(Object location entries for images)

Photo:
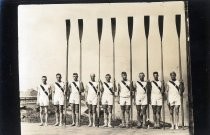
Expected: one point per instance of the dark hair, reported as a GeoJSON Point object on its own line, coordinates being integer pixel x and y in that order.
{"type": "Point", "coordinates": [141, 73]}
{"type": "Point", "coordinates": [123, 73]}
{"type": "Point", "coordinates": [155, 72]}
{"type": "Point", "coordinates": [173, 73]}
{"type": "Point", "coordinates": [44, 76]}
{"type": "Point", "coordinates": [75, 74]}
{"type": "Point", "coordinates": [58, 74]}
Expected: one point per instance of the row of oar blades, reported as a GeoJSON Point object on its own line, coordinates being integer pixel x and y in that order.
{"type": "Point", "coordinates": [130, 26]}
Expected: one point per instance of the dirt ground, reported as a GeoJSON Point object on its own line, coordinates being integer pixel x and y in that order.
{"type": "Point", "coordinates": [35, 129]}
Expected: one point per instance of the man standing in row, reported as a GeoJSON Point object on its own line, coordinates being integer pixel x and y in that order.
{"type": "Point", "coordinates": [59, 97]}
{"type": "Point", "coordinates": [43, 93]}
{"type": "Point", "coordinates": [75, 88]}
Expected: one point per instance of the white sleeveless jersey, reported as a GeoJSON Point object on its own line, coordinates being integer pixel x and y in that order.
{"type": "Point", "coordinates": [106, 89]}
{"type": "Point", "coordinates": [124, 91]}
{"type": "Point", "coordinates": [91, 91]}
{"type": "Point", "coordinates": [173, 93]}
{"type": "Point", "coordinates": [58, 91]}
{"type": "Point", "coordinates": [155, 90]}
{"type": "Point", "coordinates": [74, 90]}
{"type": "Point", "coordinates": [41, 92]}
{"type": "Point", "coordinates": [140, 92]}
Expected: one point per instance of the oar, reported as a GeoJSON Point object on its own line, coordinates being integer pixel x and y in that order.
{"type": "Point", "coordinates": [80, 26]}
{"type": "Point", "coordinates": [130, 32]}
{"type": "Point", "coordinates": [113, 25]}
{"type": "Point", "coordinates": [146, 28]}
{"type": "Point", "coordinates": [160, 24]}
{"type": "Point", "coordinates": [100, 25]}
{"type": "Point", "coordinates": [68, 25]}
{"type": "Point", "coordinates": [178, 29]}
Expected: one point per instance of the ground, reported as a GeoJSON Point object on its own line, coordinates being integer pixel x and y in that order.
{"type": "Point", "coordinates": [35, 129]}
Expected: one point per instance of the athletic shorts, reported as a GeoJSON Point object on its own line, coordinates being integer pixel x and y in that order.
{"type": "Point", "coordinates": [107, 100]}
{"type": "Point", "coordinates": [125, 101]}
{"type": "Point", "coordinates": [74, 99]}
{"type": "Point", "coordinates": [92, 101]}
{"type": "Point", "coordinates": [141, 100]}
{"type": "Point", "coordinates": [175, 102]}
{"type": "Point", "coordinates": [44, 101]}
{"type": "Point", "coordinates": [156, 101]}
{"type": "Point", "coordinates": [58, 100]}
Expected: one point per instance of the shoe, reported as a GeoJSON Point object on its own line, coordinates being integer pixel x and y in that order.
{"type": "Point", "coordinates": [56, 124]}
{"type": "Point", "coordinates": [172, 127]}
{"type": "Point", "coordinates": [89, 125]}
{"type": "Point", "coordinates": [109, 125]}
{"type": "Point", "coordinates": [105, 125]}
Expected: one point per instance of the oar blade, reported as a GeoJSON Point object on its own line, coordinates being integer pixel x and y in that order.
{"type": "Point", "coordinates": [80, 25]}
{"type": "Point", "coordinates": [100, 25]}
{"type": "Point", "coordinates": [178, 25]}
{"type": "Point", "coordinates": [160, 24]}
{"type": "Point", "coordinates": [113, 25]}
{"type": "Point", "coordinates": [146, 25]}
{"type": "Point", "coordinates": [68, 26]}
{"type": "Point", "coordinates": [130, 27]}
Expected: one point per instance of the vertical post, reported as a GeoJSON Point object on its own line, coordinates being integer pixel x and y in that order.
{"type": "Point", "coordinates": [113, 26]}
{"type": "Point", "coordinates": [178, 28]}
{"type": "Point", "coordinates": [160, 24]}
{"type": "Point", "coordinates": [67, 54]}
{"type": "Point", "coordinates": [80, 26]}
{"type": "Point", "coordinates": [130, 31]}
{"type": "Point", "coordinates": [146, 26]}
{"type": "Point", "coordinates": [100, 25]}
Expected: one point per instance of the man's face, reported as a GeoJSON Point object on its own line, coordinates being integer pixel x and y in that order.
{"type": "Point", "coordinates": [58, 77]}
{"type": "Point", "coordinates": [75, 77]}
{"type": "Point", "coordinates": [108, 77]}
{"type": "Point", "coordinates": [92, 77]}
{"type": "Point", "coordinates": [155, 76]}
{"type": "Point", "coordinates": [141, 77]}
{"type": "Point", "coordinates": [44, 80]}
{"type": "Point", "coordinates": [173, 76]}
{"type": "Point", "coordinates": [124, 76]}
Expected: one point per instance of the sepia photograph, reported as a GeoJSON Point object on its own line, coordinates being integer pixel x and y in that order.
{"type": "Point", "coordinates": [105, 68]}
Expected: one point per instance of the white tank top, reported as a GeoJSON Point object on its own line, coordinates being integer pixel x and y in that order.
{"type": "Point", "coordinates": [91, 91]}
{"type": "Point", "coordinates": [41, 92]}
{"type": "Point", "coordinates": [58, 91]}
{"type": "Point", "coordinates": [140, 92]}
{"type": "Point", "coordinates": [172, 90]}
{"type": "Point", "coordinates": [106, 89]}
{"type": "Point", "coordinates": [155, 90]}
{"type": "Point", "coordinates": [74, 90]}
{"type": "Point", "coordinates": [124, 91]}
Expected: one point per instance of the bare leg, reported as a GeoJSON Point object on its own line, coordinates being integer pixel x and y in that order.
{"type": "Point", "coordinates": [177, 116]}
{"type": "Point", "coordinates": [41, 115]}
{"type": "Point", "coordinates": [172, 116]}
{"type": "Point", "coordinates": [46, 115]}
{"type": "Point", "coordinates": [56, 114]}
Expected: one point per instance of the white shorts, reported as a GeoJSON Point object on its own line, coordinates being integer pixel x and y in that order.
{"type": "Point", "coordinates": [107, 100]}
{"type": "Point", "coordinates": [44, 101]}
{"type": "Point", "coordinates": [74, 99]}
{"type": "Point", "coordinates": [92, 101]}
{"type": "Point", "coordinates": [58, 100]}
{"type": "Point", "coordinates": [125, 101]}
{"type": "Point", "coordinates": [156, 101]}
{"type": "Point", "coordinates": [141, 100]}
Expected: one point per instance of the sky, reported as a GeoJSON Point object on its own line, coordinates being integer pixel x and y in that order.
{"type": "Point", "coordinates": [42, 41]}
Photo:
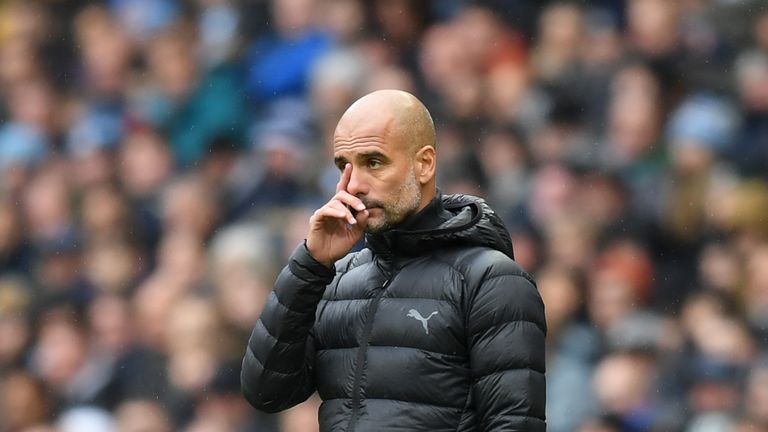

TASK INSTRUCTIONS:
Pull out each line of the listing above that contains the string "shorts", treating uppercase and lowercase as different.

TASK RESPONSE:
Expected: one point per instance of the athletic shorts, reported as a GeoJSON Point object on its own line, coordinates being integer pixel x and y in that order.
Expected: one point per instance of the white shorts, reported as a GeoJSON Point object on its own line, coordinates being integer pixel x and y in that order.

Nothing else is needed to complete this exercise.